### What is required
Give back exactly the lines from the one holding "[locate] the dark hair" to the bottom of the material, both included, and nothing more. No pictures.
====================
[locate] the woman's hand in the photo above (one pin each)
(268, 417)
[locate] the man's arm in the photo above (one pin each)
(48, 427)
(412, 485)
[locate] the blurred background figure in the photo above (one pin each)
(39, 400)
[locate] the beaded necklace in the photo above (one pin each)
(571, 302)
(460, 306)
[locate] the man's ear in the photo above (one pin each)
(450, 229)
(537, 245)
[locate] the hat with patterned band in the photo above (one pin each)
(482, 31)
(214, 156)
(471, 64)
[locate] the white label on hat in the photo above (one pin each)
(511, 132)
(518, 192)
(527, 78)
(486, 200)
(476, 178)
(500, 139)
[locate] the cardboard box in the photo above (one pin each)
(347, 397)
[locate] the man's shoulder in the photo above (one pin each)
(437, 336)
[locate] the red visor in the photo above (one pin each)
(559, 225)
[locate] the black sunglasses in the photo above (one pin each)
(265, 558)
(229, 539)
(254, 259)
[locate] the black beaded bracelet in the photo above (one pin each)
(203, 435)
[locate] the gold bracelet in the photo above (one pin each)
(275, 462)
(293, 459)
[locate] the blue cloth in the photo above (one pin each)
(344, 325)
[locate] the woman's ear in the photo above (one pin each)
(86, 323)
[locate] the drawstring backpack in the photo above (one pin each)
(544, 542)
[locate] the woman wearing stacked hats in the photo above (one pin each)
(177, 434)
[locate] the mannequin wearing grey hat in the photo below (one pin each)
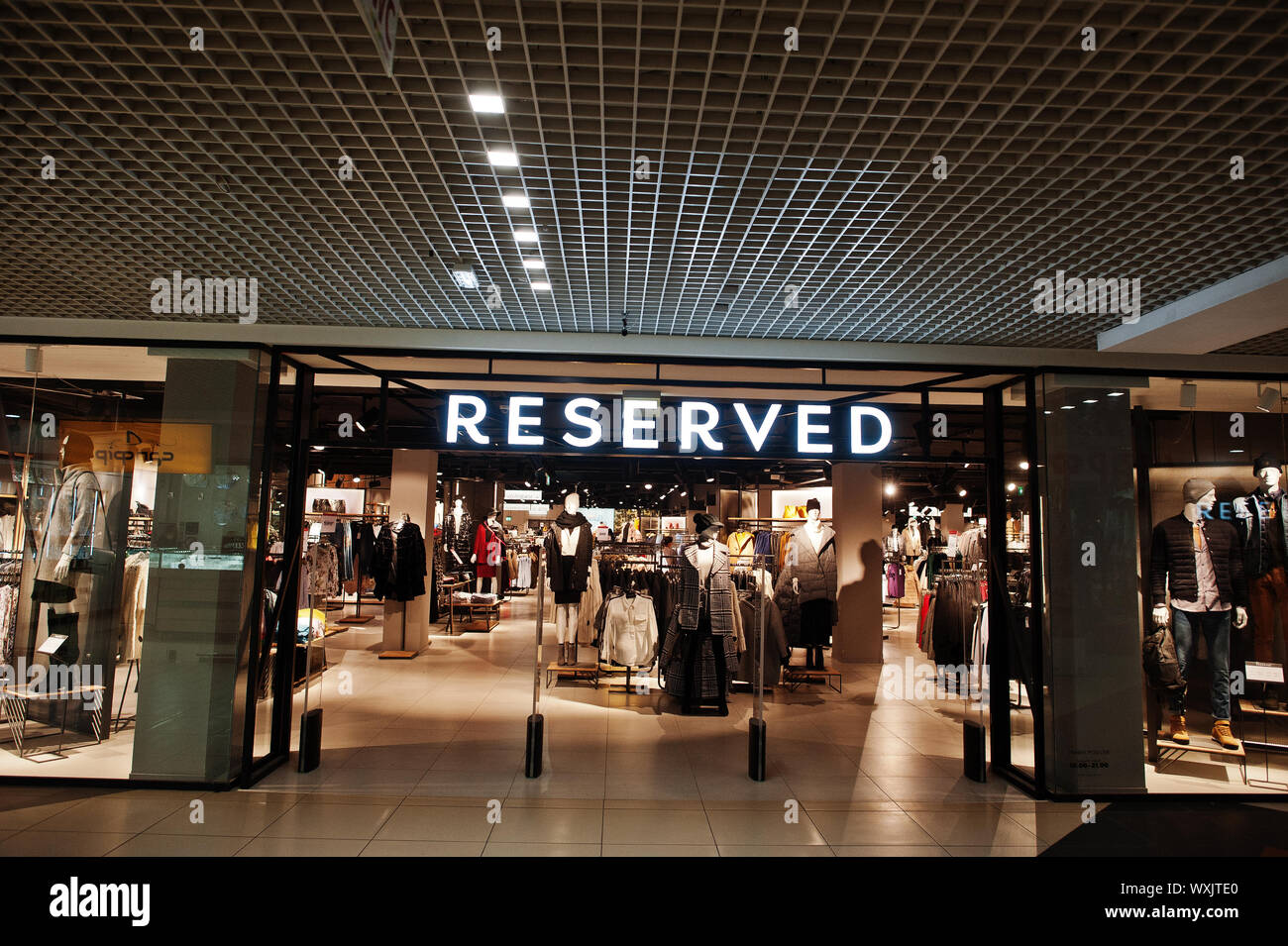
(1196, 566)
(1261, 517)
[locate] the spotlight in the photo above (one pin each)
(464, 274)
(487, 104)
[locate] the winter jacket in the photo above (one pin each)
(814, 572)
(1171, 562)
(76, 524)
(398, 563)
(1254, 560)
(1162, 668)
(580, 575)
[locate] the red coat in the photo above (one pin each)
(488, 551)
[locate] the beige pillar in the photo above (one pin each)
(412, 488)
(857, 504)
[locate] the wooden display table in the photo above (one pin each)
(795, 676)
(16, 699)
(490, 615)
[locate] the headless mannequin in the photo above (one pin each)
(704, 559)
(814, 533)
(484, 583)
(567, 617)
(1194, 511)
(458, 516)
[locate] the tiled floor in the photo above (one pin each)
(425, 758)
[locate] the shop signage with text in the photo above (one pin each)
(480, 421)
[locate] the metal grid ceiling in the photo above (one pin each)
(768, 167)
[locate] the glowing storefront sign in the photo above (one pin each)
(648, 425)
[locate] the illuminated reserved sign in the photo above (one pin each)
(644, 425)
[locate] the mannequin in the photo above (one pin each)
(488, 553)
(811, 575)
(568, 543)
(1198, 563)
(700, 649)
(458, 538)
(1262, 521)
(72, 532)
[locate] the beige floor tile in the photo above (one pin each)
(39, 843)
(973, 828)
(996, 851)
(656, 826)
(179, 846)
(743, 826)
(661, 851)
(776, 851)
(889, 851)
(540, 850)
(325, 820)
(868, 828)
(437, 822)
(233, 817)
(303, 847)
(115, 815)
(549, 825)
(423, 848)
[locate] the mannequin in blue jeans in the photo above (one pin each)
(1202, 562)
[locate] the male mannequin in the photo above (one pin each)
(1262, 520)
(812, 579)
(1199, 563)
(72, 527)
(458, 537)
(568, 550)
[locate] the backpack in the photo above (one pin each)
(1162, 668)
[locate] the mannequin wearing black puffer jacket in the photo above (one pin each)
(1172, 558)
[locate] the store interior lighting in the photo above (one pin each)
(487, 103)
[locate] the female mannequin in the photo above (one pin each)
(811, 575)
(568, 543)
(699, 654)
(488, 551)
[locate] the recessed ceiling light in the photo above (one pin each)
(487, 103)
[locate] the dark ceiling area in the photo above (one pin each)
(898, 171)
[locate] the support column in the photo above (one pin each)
(857, 504)
(412, 488)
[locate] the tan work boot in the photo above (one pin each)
(1222, 734)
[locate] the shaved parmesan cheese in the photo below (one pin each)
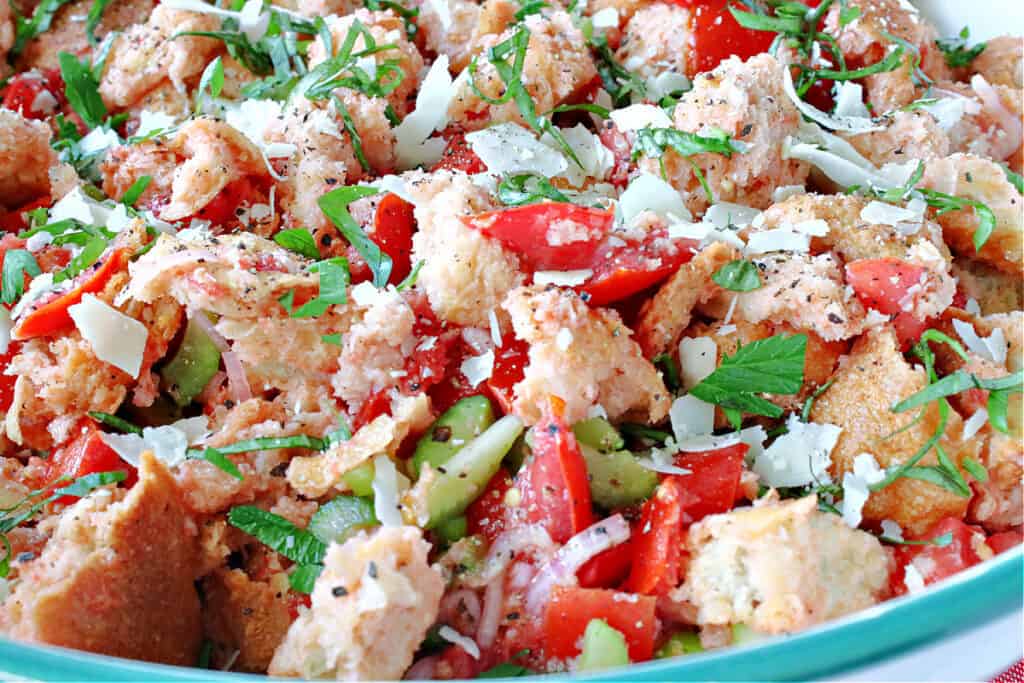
(800, 457)
(856, 487)
(779, 239)
(649, 193)
(478, 368)
(412, 144)
(508, 147)
(115, 338)
(562, 278)
(151, 122)
(891, 529)
(636, 117)
(386, 492)
(691, 417)
(991, 348)
(456, 638)
(697, 359)
(849, 124)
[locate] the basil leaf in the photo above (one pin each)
(299, 241)
(82, 89)
(335, 207)
(278, 534)
(135, 190)
(304, 578)
(738, 275)
(16, 262)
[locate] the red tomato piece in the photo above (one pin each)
(458, 156)
(554, 484)
(622, 272)
(52, 316)
(1005, 541)
(657, 542)
(392, 231)
(717, 36)
(485, 515)
(526, 230)
(570, 609)
(510, 360)
(935, 562)
(713, 481)
(882, 283)
(607, 569)
(86, 453)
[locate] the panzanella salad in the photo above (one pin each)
(451, 339)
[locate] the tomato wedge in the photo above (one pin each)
(52, 316)
(554, 484)
(550, 236)
(657, 541)
(86, 453)
(570, 609)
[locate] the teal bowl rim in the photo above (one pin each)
(969, 599)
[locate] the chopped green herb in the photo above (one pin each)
(738, 275)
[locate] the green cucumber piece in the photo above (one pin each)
(603, 647)
(616, 479)
(194, 365)
(459, 425)
(467, 473)
(598, 433)
(684, 642)
(341, 518)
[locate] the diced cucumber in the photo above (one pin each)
(684, 642)
(360, 479)
(603, 647)
(598, 433)
(460, 424)
(453, 529)
(616, 479)
(195, 364)
(468, 472)
(342, 517)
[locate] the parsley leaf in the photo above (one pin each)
(82, 89)
(738, 275)
(278, 534)
(774, 365)
(955, 50)
(335, 206)
(299, 241)
(16, 262)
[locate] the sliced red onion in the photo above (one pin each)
(561, 569)
(237, 379)
(422, 670)
(494, 602)
(207, 326)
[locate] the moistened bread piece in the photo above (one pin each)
(782, 566)
(371, 609)
(117, 577)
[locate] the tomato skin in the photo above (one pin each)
(714, 480)
(52, 316)
(657, 541)
(941, 562)
(392, 231)
(524, 230)
(1004, 541)
(716, 36)
(554, 484)
(458, 156)
(570, 608)
(86, 453)
(510, 361)
(485, 515)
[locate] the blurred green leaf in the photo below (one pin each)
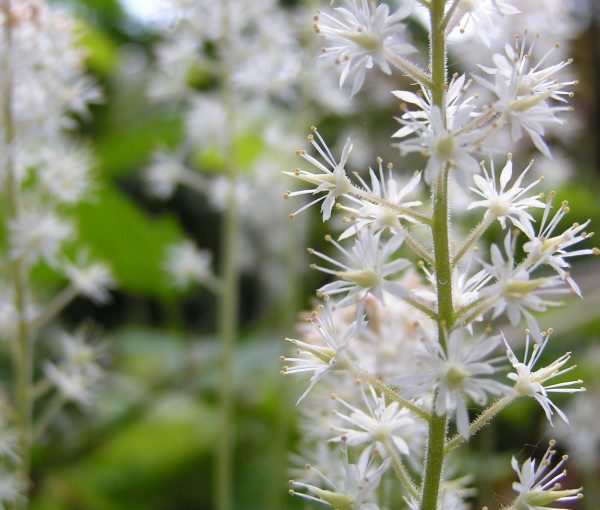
(132, 242)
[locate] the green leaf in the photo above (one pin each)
(132, 242)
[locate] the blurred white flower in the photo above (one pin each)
(187, 265)
(538, 484)
(93, 280)
(355, 490)
(39, 234)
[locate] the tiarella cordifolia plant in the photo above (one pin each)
(395, 360)
(44, 172)
(252, 70)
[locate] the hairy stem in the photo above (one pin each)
(474, 236)
(229, 293)
(434, 461)
(482, 420)
(400, 469)
(364, 376)
(22, 342)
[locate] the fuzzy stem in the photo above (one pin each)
(421, 307)
(408, 68)
(364, 376)
(474, 236)
(482, 420)
(22, 348)
(229, 292)
(400, 469)
(438, 424)
(370, 197)
(228, 311)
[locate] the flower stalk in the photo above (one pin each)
(22, 342)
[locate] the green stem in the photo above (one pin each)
(474, 236)
(22, 347)
(434, 461)
(228, 333)
(229, 289)
(421, 307)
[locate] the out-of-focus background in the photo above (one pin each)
(149, 442)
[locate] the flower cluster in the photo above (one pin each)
(44, 93)
(393, 356)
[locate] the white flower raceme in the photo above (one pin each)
(362, 33)
(66, 174)
(47, 82)
(534, 383)
(483, 15)
(505, 203)
(186, 265)
(354, 491)
(441, 142)
(367, 214)
(93, 280)
(515, 292)
(78, 374)
(466, 285)
(330, 177)
(453, 495)
(539, 485)
(381, 426)
(367, 270)
(325, 353)
(525, 91)
(546, 248)
(462, 372)
(164, 173)
(39, 234)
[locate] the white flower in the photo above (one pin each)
(91, 280)
(78, 374)
(332, 180)
(187, 265)
(442, 144)
(66, 174)
(325, 353)
(466, 286)
(164, 174)
(368, 264)
(375, 216)
(356, 489)
(515, 292)
(39, 234)
(524, 91)
(381, 425)
(544, 248)
(362, 32)
(534, 383)
(502, 203)
(459, 374)
(538, 485)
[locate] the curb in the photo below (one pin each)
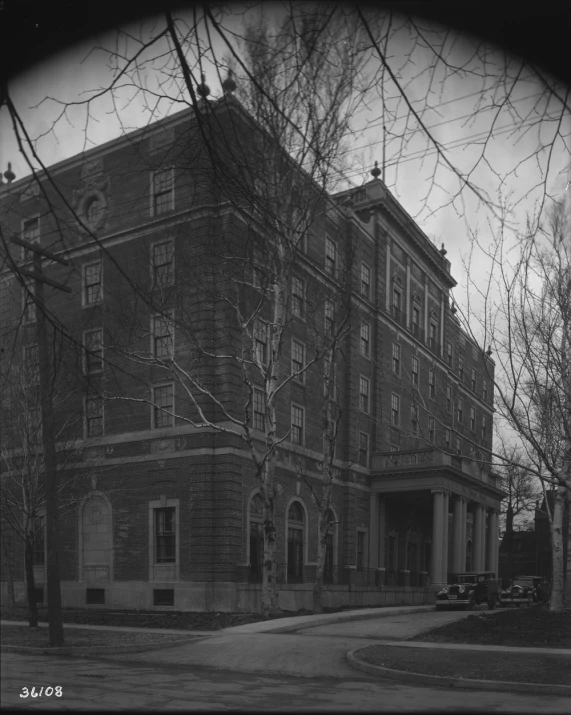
(85, 651)
(324, 620)
(407, 676)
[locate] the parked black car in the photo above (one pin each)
(465, 591)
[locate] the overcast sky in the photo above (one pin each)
(499, 147)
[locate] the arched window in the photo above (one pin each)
(469, 555)
(295, 527)
(329, 568)
(256, 536)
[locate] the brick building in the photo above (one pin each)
(164, 513)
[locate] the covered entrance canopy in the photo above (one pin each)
(433, 511)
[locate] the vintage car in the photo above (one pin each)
(465, 591)
(522, 590)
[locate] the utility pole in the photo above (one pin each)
(55, 616)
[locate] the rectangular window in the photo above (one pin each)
(363, 449)
(363, 393)
(162, 336)
(165, 535)
(327, 365)
(162, 263)
(415, 371)
(360, 550)
(259, 410)
(297, 296)
(414, 419)
(395, 409)
(449, 353)
(431, 430)
(396, 359)
(365, 280)
(28, 302)
(39, 555)
(261, 343)
(329, 317)
(297, 359)
(92, 284)
(162, 185)
(93, 345)
(93, 416)
(163, 406)
(297, 420)
(31, 364)
(31, 234)
(365, 339)
(330, 256)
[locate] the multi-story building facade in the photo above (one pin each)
(163, 509)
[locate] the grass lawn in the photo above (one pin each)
(534, 627)
(476, 665)
(24, 636)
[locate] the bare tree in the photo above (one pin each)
(527, 322)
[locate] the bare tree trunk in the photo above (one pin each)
(556, 603)
(31, 583)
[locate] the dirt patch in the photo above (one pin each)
(26, 637)
(176, 620)
(534, 627)
(475, 665)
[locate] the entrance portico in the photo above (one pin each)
(430, 494)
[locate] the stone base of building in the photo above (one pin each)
(226, 597)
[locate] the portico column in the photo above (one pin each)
(493, 541)
(464, 531)
(477, 543)
(382, 532)
(459, 544)
(374, 531)
(446, 502)
(436, 576)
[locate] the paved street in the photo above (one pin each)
(237, 670)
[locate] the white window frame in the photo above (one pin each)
(154, 408)
(302, 434)
(166, 319)
(27, 255)
(86, 400)
(365, 273)
(258, 393)
(261, 329)
(366, 460)
(29, 307)
(364, 382)
(396, 358)
(330, 257)
(414, 372)
(301, 377)
(153, 208)
(395, 400)
(297, 282)
(84, 286)
(154, 265)
(87, 352)
(365, 341)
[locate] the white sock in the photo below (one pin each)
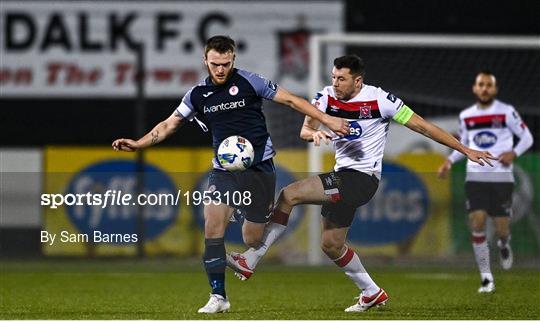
(502, 243)
(272, 232)
(481, 253)
(353, 268)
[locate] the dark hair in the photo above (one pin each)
(484, 72)
(352, 62)
(221, 44)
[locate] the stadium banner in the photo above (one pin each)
(525, 220)
(88, 48)
(110, 229)
(409, 214)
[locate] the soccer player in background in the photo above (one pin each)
(231, 101)
(356, 174)
(490, 125)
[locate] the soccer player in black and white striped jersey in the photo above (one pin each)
(490, 125)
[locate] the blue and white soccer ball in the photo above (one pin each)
(235, 153)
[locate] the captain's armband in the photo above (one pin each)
(404, 115)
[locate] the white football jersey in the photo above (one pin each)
(491, 129)
(369, 114)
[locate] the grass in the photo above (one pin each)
(175, 290)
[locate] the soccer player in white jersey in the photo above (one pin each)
(356, 174)
(490, 125)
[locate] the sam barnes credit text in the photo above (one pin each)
(96, 237)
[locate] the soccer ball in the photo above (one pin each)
(235, 153)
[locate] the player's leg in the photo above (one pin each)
(216, 218)
(501, 219)
(309, 190)
(477, 205)
(336, 221)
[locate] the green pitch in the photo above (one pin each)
(175, 290)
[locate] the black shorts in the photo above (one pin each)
(493, 197)
(349, 189)
(233, 188)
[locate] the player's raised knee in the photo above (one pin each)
(331, 248)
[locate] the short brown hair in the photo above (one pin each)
(221, 44)
(352, 62)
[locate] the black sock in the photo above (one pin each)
(214, 263)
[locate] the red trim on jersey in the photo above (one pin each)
(352, 106)
(345, 259)
(486, 118)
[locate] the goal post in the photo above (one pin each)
(506, 48)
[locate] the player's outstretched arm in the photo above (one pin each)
(336, 124)
(159, 133)
(430, 130)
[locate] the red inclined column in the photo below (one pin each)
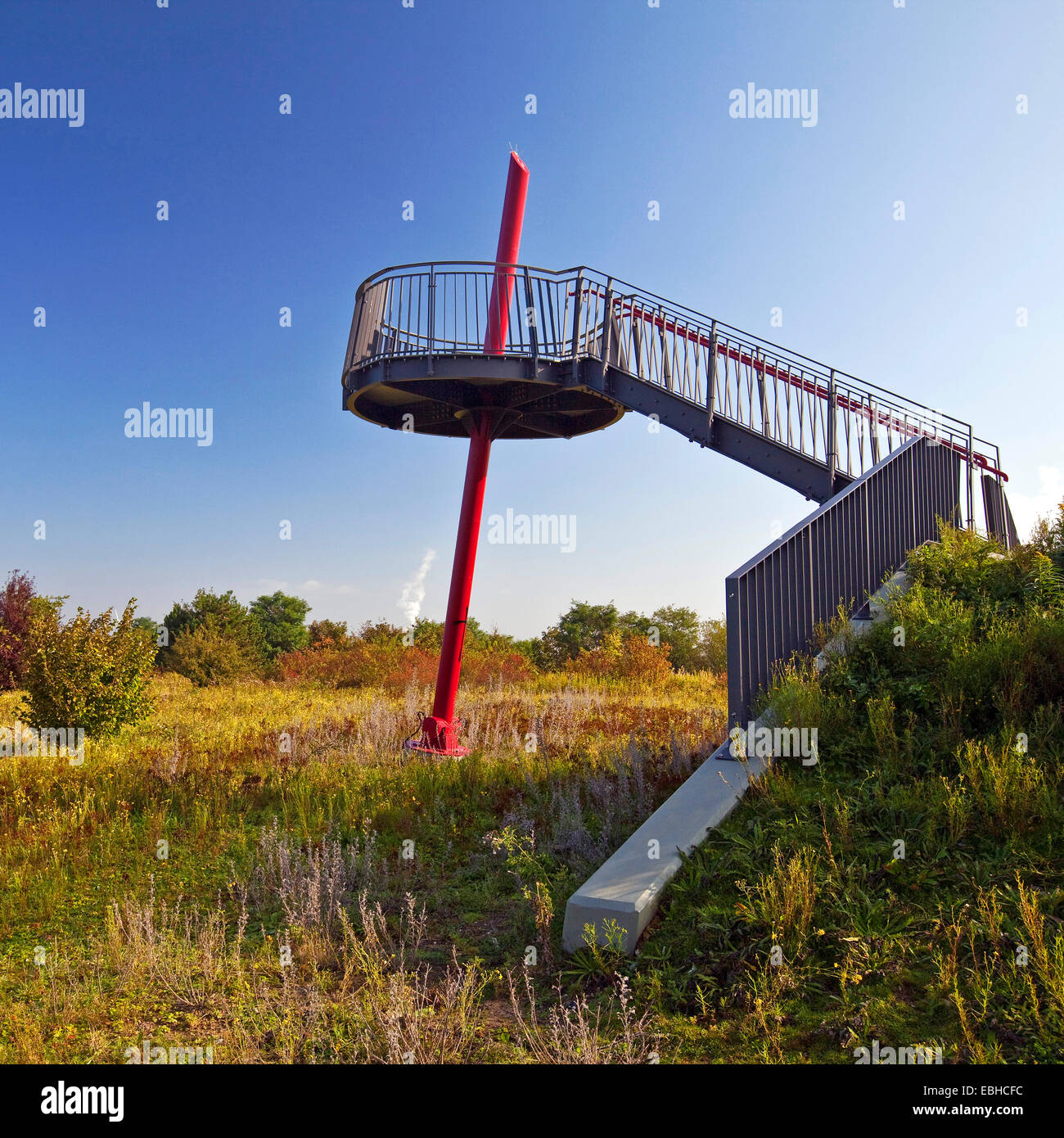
(440, 729)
====================
### Response to this task
[locate] the dark hair in the photo above (one pin each)
(484, 72)
(352, 62)
(221, 44)
[locate] the stadium banner in the photo above (one pin each)
(525, 220)
(88, 48)
(110, 229)
(409, 214)
[locate] the soccer player in background in the photo above (one pin each)
(231, 101)
(356, 174)
(490, 125)
[locate] the soccer player in black and white striped jersey in the photo above (one pin each)
(490, 125)
[locate] the blue and white soccer ball in the photo above (one pin each)
(235, 153)
[locate] the captain's armband in the photo above (one pin each)
(404, 115)
[locate] the white football jersey in the photo above (one pin each)
(491, 129)
(369, 114)
[locate] the grass in the photo above (one pin each)
(175, 290)
[locate] the soccer player in white jersey in the photo above (one pin each)
(356, 174)
(490, 125)
[locate] the sam barnes credit text in the photo above (one pin each)
(96, 237)
[locate] the soccer ball in the photo above (one pin each)
(235, 153)
[locate] the player's leg in the photo above (one pin each)
(216, 218)
(501, 219)
(309, 190)
(477, 205)
(336, 221)
[locate] the green pitch in the photo above (one pin each)
(175, 290)
[locate] the black shorts in the photo above (one pin each)
(493, 197)
(349, 189)
(233, 188)
[locate] the player's raised knee in the photo above (one pin each)
(331, 248)
[locate] the short brown hair in the photo above (one pin each)
(221, 44)
(352, 62)
[locate] the black sock in the photo above (one pin each)
(214, 263)
[locate] the red trim on jersey in the photo above (one pin each)
(352, 106)
(345, 259)
(486, 118)
[locate] the goal post in the photo above (one pin each)
(506, 48)
[locate] the player's outstretched arm in the photo above (one pin each)
(336, 124)
(159, 133)
(430, 130)
[locate] the red inclined column in the photo below (one pin each)
(440, 729)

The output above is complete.